----- Lesetext

Beiläufig können wir bemerken, dass das Regime Sihanouk, das zwischen 1954 und 1970 existiert hat, in den Augen des Vereinigten Sekretariats nicht, zumindest rückblickend nicht, der Staat eines ehemals kolonialisierten Landes war, das versucht, das Bisschen, mit einer vom Imperialismus dominierten Welt kompatiblen, Freiheit zu erreichen. Vielmehr galt es als die Frucht eines "Prozesses der permanenten Revolution", der "auf halben Weg" ausgesetzt worden ist, als etwas, wenn man den Autor richtig versteht, zwischen einem bürgerlichen Staat und einem degenerierten Arbeiterstaat. Politisch ist diese Aussage sinnlos, aber sie hat den Vorteil, die Anwesenheit Sihanouks an der Spitze der Khmer-Regierung im Exil für die Leser von Quatrième Internationale erträglicher zu machen.

Aber noch einmal: Wenn die Anwesenheit Sihanouks die Situation auch noch karikaturhafter macht, und wenn sie die theoretischen Verbiegungen einer Organisation, die behauptet, die Verwalterin des politischen Vermächtnisses des Trotzkismus zu sein, auch noch jämmerlicher erscheinen lässt, so ändert sie doch nichts Grundlegendes am Problem. Denn, wenn es auch leider nicht das erste Mal vorkommt, dass das Vereinigte Sekretariat eine solche Analyse für ihre eigenen Bedürfnisse erfindet, so ist das Schlimmste bei alldem doch, zu behaupten, es sei möglich, ohne jegliches selbstständige Eingreifen des Proletariats und ohne einer revolutionären proletarischen Führung (die nicht von einer stalinistischen Führung ersetzt werden kann), dass sich ein "Prozess der permanenten Revolution" entwickele und imstande sei, das kambodschanische Volk auf den Weg einer siegreichen sozialistischen Revolution zu führen.

----------

→ **Schriftliche Aufgabe 1**: Nenne jeden Ausdruck, der im Lesetext in Anführungszeichen steht, in der Reihenfolge seines Vorkommens.

----- Bereitgestelltes Material

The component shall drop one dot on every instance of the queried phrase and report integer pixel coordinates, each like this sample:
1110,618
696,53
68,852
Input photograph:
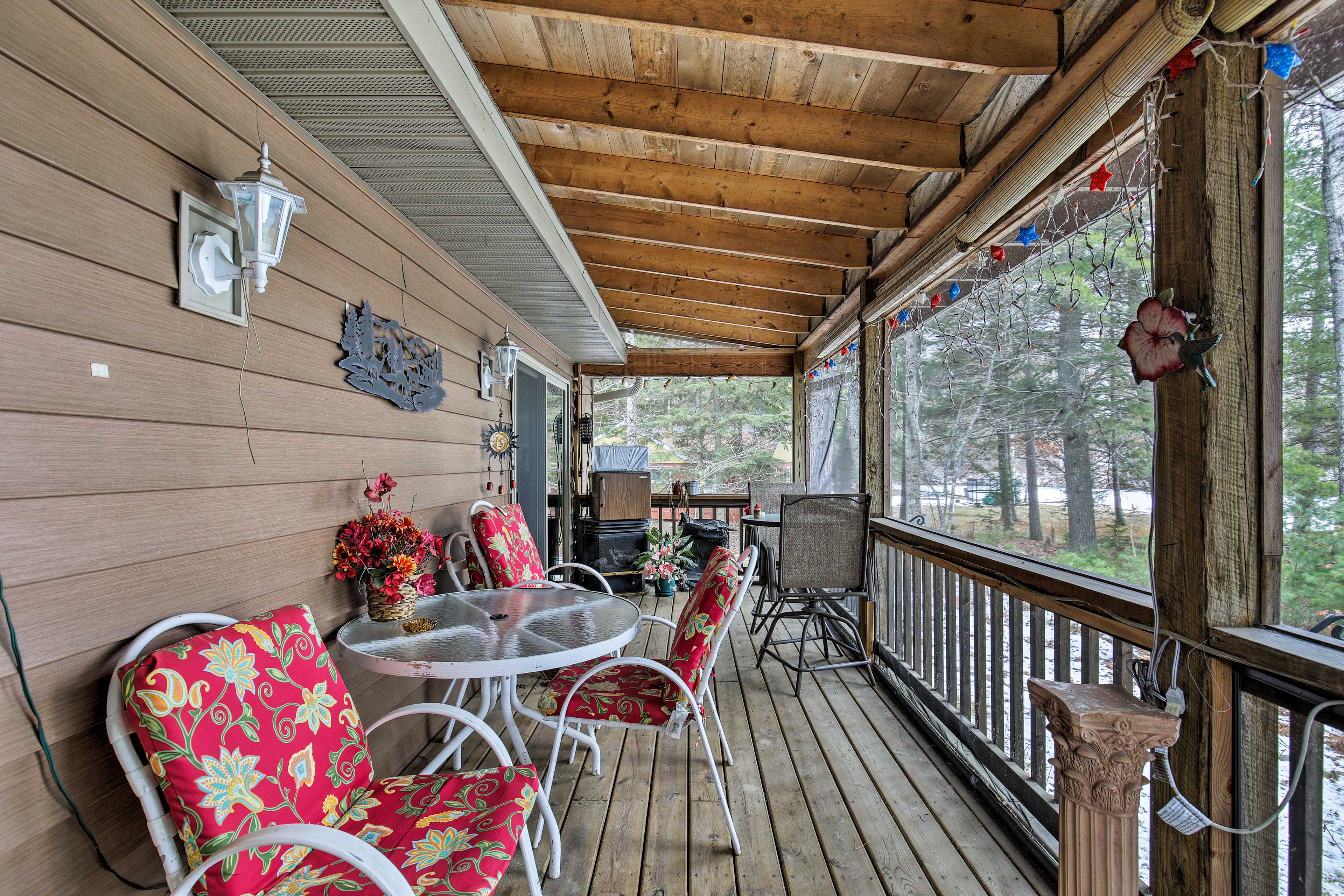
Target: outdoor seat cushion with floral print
622,694
701,618
475,577
509,546
449,835
246,727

----------

→ **Schriftliche Aufgabe 2**: Schreibe die Zeilen oben, die auf den Lesetext folgen, unverändert nieder und lass dabei die Bilder weg.

→ **Ausgabe 1**:
1. "Prozesses der permanenten Revolution"
2. "auf halben Weg"
3. "Prozess der permanenten Revolution"

→ **Ausgabe 2**:
The component shall drop one dot on every instance of the queried phrase and report integer pixel coordinates, each like this sample:
1110,618
696,53
68,852
Input photograph:
Target: outdoor seat cushion with floral print
622,694
701,618
475,577
509,546
449,835
246,727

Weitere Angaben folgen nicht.